LISTED RECORDS |
---

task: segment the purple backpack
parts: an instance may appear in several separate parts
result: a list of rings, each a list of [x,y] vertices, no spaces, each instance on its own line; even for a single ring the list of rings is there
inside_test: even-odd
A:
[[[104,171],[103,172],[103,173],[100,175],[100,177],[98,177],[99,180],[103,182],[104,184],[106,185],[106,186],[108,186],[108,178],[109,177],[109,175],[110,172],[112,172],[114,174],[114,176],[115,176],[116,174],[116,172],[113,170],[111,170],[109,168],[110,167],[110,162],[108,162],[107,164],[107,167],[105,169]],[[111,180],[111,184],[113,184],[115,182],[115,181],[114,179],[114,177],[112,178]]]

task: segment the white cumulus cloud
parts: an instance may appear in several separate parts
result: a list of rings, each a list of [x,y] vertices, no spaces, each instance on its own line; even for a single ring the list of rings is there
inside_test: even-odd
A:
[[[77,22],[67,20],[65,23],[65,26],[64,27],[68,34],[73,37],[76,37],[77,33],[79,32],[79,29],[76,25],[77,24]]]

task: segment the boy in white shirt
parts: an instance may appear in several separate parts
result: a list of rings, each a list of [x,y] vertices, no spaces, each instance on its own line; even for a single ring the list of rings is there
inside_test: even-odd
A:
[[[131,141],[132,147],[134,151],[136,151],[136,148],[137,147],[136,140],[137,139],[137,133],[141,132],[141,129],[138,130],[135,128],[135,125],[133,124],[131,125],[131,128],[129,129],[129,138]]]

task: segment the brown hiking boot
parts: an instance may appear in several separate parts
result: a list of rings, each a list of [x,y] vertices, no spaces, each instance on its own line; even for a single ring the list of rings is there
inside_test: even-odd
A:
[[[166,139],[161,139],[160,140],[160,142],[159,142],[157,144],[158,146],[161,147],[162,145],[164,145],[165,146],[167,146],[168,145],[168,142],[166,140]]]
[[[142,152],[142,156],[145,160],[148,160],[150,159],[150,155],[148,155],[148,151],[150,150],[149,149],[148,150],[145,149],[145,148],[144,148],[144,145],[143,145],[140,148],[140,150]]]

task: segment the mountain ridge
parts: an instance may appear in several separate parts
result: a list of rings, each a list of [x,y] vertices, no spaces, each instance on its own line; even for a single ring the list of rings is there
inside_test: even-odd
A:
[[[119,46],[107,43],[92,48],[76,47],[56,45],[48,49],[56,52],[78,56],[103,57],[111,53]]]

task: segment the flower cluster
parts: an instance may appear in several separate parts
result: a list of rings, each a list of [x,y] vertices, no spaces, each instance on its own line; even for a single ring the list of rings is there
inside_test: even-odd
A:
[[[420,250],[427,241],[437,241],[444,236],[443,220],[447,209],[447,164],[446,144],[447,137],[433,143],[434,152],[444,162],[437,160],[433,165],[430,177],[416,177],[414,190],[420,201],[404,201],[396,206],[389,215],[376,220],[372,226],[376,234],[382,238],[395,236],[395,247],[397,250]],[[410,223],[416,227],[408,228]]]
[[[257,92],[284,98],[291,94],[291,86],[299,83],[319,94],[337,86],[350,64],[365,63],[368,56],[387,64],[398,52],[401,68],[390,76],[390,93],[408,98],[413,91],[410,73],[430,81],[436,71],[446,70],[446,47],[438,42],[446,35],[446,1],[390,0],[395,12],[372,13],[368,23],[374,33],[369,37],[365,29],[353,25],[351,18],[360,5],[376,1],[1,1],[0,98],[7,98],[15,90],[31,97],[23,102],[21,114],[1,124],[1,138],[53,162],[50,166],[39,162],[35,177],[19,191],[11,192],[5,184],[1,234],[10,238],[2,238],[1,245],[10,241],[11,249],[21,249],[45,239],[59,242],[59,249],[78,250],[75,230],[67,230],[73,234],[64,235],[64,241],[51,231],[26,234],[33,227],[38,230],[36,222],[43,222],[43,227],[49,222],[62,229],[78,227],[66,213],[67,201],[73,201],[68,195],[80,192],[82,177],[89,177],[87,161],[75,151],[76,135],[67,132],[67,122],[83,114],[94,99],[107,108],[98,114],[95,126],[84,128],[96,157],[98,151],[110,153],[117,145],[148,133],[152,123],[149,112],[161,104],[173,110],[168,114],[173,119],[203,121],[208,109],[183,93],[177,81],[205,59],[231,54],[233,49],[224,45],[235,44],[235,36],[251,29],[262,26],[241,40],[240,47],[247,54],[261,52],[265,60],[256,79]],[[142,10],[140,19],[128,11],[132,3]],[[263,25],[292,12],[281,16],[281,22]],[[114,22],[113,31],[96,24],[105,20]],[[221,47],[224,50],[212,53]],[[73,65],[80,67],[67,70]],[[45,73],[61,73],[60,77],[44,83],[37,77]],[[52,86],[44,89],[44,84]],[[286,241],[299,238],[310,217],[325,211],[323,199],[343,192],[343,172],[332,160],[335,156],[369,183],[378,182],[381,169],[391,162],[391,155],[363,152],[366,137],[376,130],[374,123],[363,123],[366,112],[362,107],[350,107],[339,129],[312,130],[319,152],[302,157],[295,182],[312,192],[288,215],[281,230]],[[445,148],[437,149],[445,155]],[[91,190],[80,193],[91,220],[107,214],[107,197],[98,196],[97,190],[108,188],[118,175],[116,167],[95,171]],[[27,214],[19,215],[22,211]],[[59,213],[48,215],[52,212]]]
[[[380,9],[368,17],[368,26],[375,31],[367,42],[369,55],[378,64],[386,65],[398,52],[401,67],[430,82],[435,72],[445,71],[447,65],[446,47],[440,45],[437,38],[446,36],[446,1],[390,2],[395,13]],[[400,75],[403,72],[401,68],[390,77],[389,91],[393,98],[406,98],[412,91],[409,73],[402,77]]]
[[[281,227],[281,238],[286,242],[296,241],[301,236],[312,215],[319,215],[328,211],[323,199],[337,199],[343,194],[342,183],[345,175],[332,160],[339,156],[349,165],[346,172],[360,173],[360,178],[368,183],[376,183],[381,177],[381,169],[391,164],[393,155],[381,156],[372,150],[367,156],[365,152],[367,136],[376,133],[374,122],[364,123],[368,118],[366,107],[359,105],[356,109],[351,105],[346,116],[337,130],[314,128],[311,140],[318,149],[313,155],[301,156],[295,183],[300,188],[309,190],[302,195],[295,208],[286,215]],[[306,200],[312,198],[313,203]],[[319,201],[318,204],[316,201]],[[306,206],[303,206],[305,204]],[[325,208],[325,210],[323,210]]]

---

Quote each line of the listing above exactly.

REPLY |
task: segment the purple backpack
parts: an instance may appear in several separate parts
result: a list of rings, each a list of [x,y] vertices, no spaces, each instance on its own line; even for a single ring the list of rings is there
inside_test: even-odd
A:
[[[104,171],[103,172],[103,173],[100,175],[100,177],[98,177],[99,180],[103,182],[104,184],[106,185],[106,186],[108,186],[108,178],[109,177],[109,175],[110,172],[112,172],[114,174],[114,176],[115,176],[116,174],[116,172],[113,170],[111,170],[109,168],[110,167],[110,162],[108,162],[107,164],[107,167],[105,169]],[[111,180],[111,184],[113,184],[115,182],[115,181],[114,179],[114,177],[112,178]]]

task: segment the white cumulus cloud
parts: an instance may appear in several separate parts
result: a list of rings, each a list of [x,y] vertices, no spaces, each instance on its own line; even for a single ring the list of rings is there
inside_test: even-odd
A:
[[[77,22],[67,20],[65,23],[65,26],[64,27],[68,34],[73,37],[76,37],[77,33],[79,32],[79,29],[76,25],[77,24]]]

task: segment the boy in white shirt
parts: an instance may appear in several separate parts
result: a list of rings, each a list of [x,y] vertices, no spaces, each instance on its own line; even for a single ring the list of rings is there
inside_test: even-odd
A:
[[[131,141],[132,147],[134,151],[136,151],[136,148],[137,147],[136,140],[137,139],[137,133],[141,132],[141,129],[138,130],[135,128],[135,125],[133,124],[131,125],[131,128],[129,129],[129,138]]]

task: segment the brown hiking boot
parts: an instance may appear in several separate parts
result: a list of rings, each a list of [x,y] vertices, no spaces, each instance on its own line; even for a single ring the list of rings is there
inside_test: even-odd
A:
[[[166,139],[161,139],[160,140],[160,142],[159,142],[157,144],[158,146],[161,147],[162,145],[164,145],[165,146],[167,146],[168,145],[168,142],[166,140]]]
[[[142,152],[142,156],[145,160],[148,160],[150,159],[150,155],[148,155],[148,151],[150,150],[149,149],[148,150],[145,149],[145,148],[144,148],[144,145],[143,145],[140,148],[140,150]]]

task: segment the mountain ridge
parts: an instance may appear in several separate parts
result: a list of rings, each a list of [x,y] vertices, no spaces, each instance on its own line; even for a single ring the list of rings is there
inside_test: even-odd
A:
[[[119,46],[107,43],[92,48],[76,47],[56,45],[48,49],[56,52],[78,56],[103,57],[111,53]]]

task: segment the flower cluster
parts: an instance may appear in several separate parts
result: a list of rings, each a list of [x,y] vertices, no spaces, each instance on its own line; even for a single ring the list of rings is there
inside_test: even-odd
A:
[[[420,250],[427,241],[437,241],[444,236],[443,220],[447,209],[447,164],[446,144],[447,137],[433,143],[434,152],[444,162],[437,160],[433,165],[430,177],[416,177],[414,190],[420,201],[404,201],[396,206],[389,215],[376,220],[372,226],[376,234],[382,238],[395,236],[395,247],[397,250]],[[410,223],[416,227],[408,228]]]
[[[257,92],[284,98],[291,94],[291,86],[299,83],[319,94],[337,86],[350,64],[365,63],[368,56],[387,64],[398,52],[401,68],[390,76],[390,93],[408,98],[413,91],[410,73],[430,81],[436,71],[446,70],[446,47],[438,42],[446,35],[446,1],[390,0],[395,12],[372,13],[368,23],[374,33],[369,37],[365,29],[353,25],[351,18],[360,5],[376,1],[1,1],[0,98],[7,98],[15,90],[31,97],[23,102],[21,114],[1,124],[1,138],[53,162],[50,166],[39,162],[35,177],[19,191],[11,192],[5,184],[1,234],[10,238],[2,238],[1,245],[10,241],[11,249],[21,249],[45,239],[59,242],[59,249],[78,250],[75,230],[67,230],[73,234],[64,235],[64,241],[51,231],[26,234],[33,227],[38,230],[36,222],[43,222],[43,227],[49,222],[62,229],[78,227],[66,213],[67,201],[73,201],[68,195],[80,192],[82,177],[89,177],[87,161],[75,151],[76,135],[67,132],[67,122],[83,114],[94,99],[107,108],[98,114],[95,126],[84,128],[96,157],[98,151],[110,153],[117,145],[148,133],[152,123],[149,112],[161,104],[173,110],[168,114],[173,119],[203,121],[208,109],[183,93],[177,81],[205,59],[231,54],[233,49],[224,45],[235,44],[235,36],[251,29],[262,26],[241,40],[240,47],[247,54],[261,52],[265,60],[256,79]],[[142,10],[140,19],[128,11],[132,3]],[[263,25],[292,12],[281,16],[281,22]],[[114,22],[113,31],[96,24],[105,20]],[[221,47],[224,50],[212,53]],[[73,65],[80,67],[67,70]],[[45,73],[61,73],[60,77],[44,83],[37,77]],[[52,86],[44,89],[44,84]],[[286,241],[299,238],[310,217],[325,211],[323,199],[343,192],[343,172],[332,160],[335,156],[369,183],[378,182],[381,169],[391,162],[391,155],[363,152],[366,137],[376,130],[374,123],[363,123],[366,112],[362,107],[350,107],[339,129],[312,130],[319,152],[302,157],[295,182],[312,192],[288,215],[281,230]],[[445,148],[437,149],[445,155]],[[91,190],[80,193],[91,220],[107,214],[107,197],[98,196],[97,190],[108,188],[118,175],[116,167],[95,171]],[[27,214],[19,215],[22,211]],[[59,213],[48,215],[52,212]]]
[[[380,9],[368,17],[368,26],[375,31],[367,42],[369,55],[378,64],[386,65],[398,52],[401,67],[430,82],[435,72],[445,71],[447,65],[446,47],[440,45],[437,38],[446,36],[446,1],[390,2],[395,13]],[[400,75],[403,72],[401,68],[390,77],[389,91],[393,98],[406,98],[412,91],[409,73],[402,77]]]
[[[281,227],[281,238],[286,242],[296,241],[301,236],[312,215],[319,215],[328,211],[323,199],[337,199],[343,194],[342,183],[345,175],[332,160],[339,156],[349,165],[346,172],[360,173],[360,178],[368,183],[376,183],[381,177],[381,169],[391,164],[393,155],[381,156],[372,150],[367,156],[365,152],[367,136],[376,133],[374,122],[364,123],[368,118],[366,107],[359,105],[356,109],[351,105],[346,116],[337,130],[314,128],[311,140],[318,149],[313,155],[301,156],[295,183],[300,188],[309,190],[302,195],[295,208],[286,215]],[[306,200],[312,198],[313,203]],[[319,201],[318,204],[316,201]],[[306,206],[303,206],[305,204]],[[325,208],[325,210],[323,210]]]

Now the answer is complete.